_Задания:_
1. Процитируйте дословно фрагмент текста о Солженицыне, который начинается со слов «Я уж не говорю» и заканчивается словами «и он анархистом?».
2. Найдите и выпишите все строки данных, где встречается слово «baseboard». Регистр букв имеет значение.

_Исходный текст:_
Есть в этом сочинении и о кошмарах в какой-то Михневской области, и атаман Платонов, и Кипр вместо Крита, и подарил он Марксу книгу Энгельса “О положении рабочего класса в Англии”, которую тот написал ещё до знакомства с Марксом... Вот это очень примечательно. Ведь Солженицын до тех пор, пока не сделался “мечом Божьим”, считал себя завзятым марксистом, намерен был написать книгу “Люби революцию”, считал, что Сталин отступает от марксизма, и негодовал по этому поводу, писал жене с фронта, чтобы она закупала марксистскую литературу, так как опасался, что она исчезнет, — и вот, пожалуйста, путает Маркса с Энгельсом! Вдове надо бы поправить, да она и не знает, кто это такие, так и печатает лажу (2,221).
Ну, ладно, он приписывает Бёрнсу стихи, которые тот никогда не писал, но как цитирует любимого Пастернака, его “Лейтенанта Шмидта”! Он у него говорит на суде:

Я тридцать лет вынашивал
Любовь к родному краю,
И снисхожденья вашего
Не жду и не теряю!

Как это — не теряю? Чтобы потерять, надо иметь. Бессмыслица же! И это сталинский стипендиат? У Пастернака, конечно же, “и не желаю”.
Я уж не говорю о таких приступах слабоумия, как байки о целом составе, в каждое вагонное купе которого, рассчитанное на четверых, запихивали, мол, по 36 заключённых, то есть в 9 раз больше, чем полагается, и три недели зачем-то везли с Камчатки в Москву (1,492); или о камерах на 20 человек, в которых-де отбывали срок 323 заключенных (1,523), то есть в 16 раз больше; или о тюрьмах, рассчитанных, дескать, на 500 человек, а в них сидело 10 тысяч, то есть в 20 раз больше (1,536). Слышите, анархист, — врёт в двадцатикратном размере! Да уж не был ли и он анархистом?

Сохранённые записи данных
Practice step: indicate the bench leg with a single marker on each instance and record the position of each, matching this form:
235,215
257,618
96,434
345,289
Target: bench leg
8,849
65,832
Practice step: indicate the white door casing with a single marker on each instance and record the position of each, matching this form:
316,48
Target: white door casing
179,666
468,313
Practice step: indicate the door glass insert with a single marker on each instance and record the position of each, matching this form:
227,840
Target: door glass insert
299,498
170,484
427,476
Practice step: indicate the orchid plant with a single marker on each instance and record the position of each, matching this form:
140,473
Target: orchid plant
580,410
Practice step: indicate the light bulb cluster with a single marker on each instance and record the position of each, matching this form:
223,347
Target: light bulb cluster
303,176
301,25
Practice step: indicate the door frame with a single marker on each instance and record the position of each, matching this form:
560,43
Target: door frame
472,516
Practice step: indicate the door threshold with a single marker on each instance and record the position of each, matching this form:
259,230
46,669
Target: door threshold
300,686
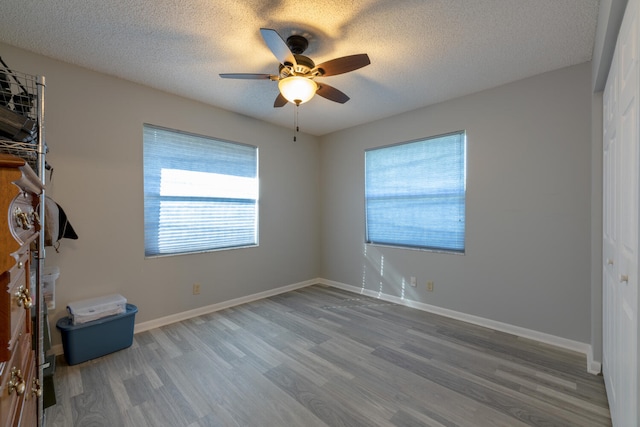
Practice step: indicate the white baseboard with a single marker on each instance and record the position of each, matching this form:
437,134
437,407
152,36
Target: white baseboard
593,367
178,317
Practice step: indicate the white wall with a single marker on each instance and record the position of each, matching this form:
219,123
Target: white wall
528,207
94,131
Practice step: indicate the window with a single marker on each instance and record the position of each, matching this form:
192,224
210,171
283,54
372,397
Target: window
200,193
415,194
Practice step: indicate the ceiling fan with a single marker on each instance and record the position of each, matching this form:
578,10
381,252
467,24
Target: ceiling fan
297,73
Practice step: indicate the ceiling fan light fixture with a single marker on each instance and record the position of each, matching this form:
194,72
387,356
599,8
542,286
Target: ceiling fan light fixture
297,89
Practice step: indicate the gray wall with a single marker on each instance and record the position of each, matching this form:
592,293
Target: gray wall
94,131
528,207
528,204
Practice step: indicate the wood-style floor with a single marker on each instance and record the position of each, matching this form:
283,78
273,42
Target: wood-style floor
320,356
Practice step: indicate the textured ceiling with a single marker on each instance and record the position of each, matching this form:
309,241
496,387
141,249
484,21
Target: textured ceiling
422,51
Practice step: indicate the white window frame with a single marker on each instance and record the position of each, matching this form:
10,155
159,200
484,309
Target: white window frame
201,194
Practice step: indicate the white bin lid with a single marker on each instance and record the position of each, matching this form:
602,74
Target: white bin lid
94,306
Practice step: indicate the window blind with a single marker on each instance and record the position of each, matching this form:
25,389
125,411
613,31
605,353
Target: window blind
415,194
200,193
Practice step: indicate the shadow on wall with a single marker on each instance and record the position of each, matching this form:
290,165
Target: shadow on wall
382,277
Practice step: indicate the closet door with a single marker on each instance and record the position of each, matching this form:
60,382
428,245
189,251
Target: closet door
620,243
610,237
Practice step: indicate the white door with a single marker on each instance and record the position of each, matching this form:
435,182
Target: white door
610,238
620,220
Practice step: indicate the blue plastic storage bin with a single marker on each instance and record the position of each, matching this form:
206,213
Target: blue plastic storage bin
97,338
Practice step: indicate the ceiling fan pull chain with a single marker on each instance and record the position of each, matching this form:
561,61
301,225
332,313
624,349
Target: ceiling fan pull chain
295,124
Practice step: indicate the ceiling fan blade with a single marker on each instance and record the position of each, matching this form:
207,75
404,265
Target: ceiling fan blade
343,64
247,76
280,101
277,46
331,93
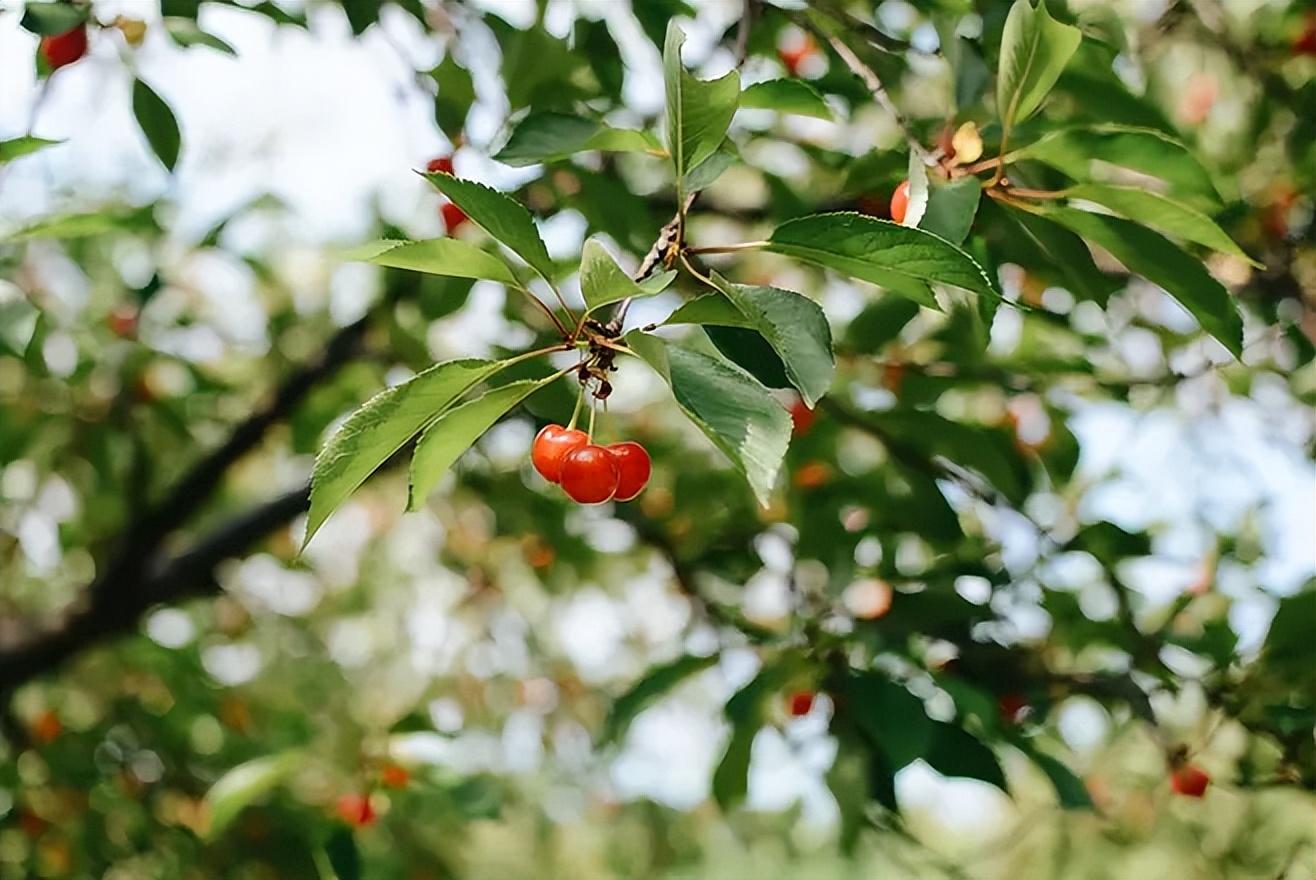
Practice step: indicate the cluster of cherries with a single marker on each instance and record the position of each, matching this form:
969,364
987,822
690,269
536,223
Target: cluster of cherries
587,472
452,215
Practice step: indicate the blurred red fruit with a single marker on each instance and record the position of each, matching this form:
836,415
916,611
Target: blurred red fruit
65,49
1190,780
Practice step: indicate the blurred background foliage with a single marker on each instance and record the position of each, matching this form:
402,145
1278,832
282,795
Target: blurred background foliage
1029,561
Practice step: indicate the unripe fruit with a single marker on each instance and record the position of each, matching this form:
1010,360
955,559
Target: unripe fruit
65,49
453,217
800,703
633,468
590,475
900,201
355,810
1190,780
550,446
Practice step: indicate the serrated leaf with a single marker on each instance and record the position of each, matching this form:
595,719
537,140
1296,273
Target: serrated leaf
50,19
898,258
699,112
502,217
956,753
21,146
792,324
786,96
603,282
455,92
380,428
654,684
1033,50
1162,213
891,717
436,257
736,412
1164,263
157,122
952,208
1096,153
549,137
455,430
244,785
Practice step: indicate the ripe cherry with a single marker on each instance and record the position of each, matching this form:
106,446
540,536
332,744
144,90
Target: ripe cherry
900,201
633,468
802,417
65,49
550,446
799,704
590,474
453,217
355,810
1190,780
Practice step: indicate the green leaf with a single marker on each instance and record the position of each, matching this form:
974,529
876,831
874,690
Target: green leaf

_Ответы по заданиям:_
1.
Я уж не говорю о таких приступах слабоумия, как байки о целом составе, в каждое вагонное купе которого, рассчитанное на четверых, запихивали, мол, по 36 заключённых, то есть в 9 раз больше, чем полагается, и три недели зачем-то везли с Камчатки в Москву (1,492); или о камерах на 20 человек, в которых-де отбывали срок 323 заключенных (1,523), то есть в 16 раз больше; или о тюрьмах, рассчитанных, дескать, на 500 человек, а в них сидело 10 тысяч, то есть в 20 раз больше (1,536). Слышите, анархист, — врёт в двадцатикратном размере! Да уж не был ли и он анархистом?

2.
Practice step: indicate the white baseboard with a single marker on each instance and record the position of each, matching this form:
Target: white baseboard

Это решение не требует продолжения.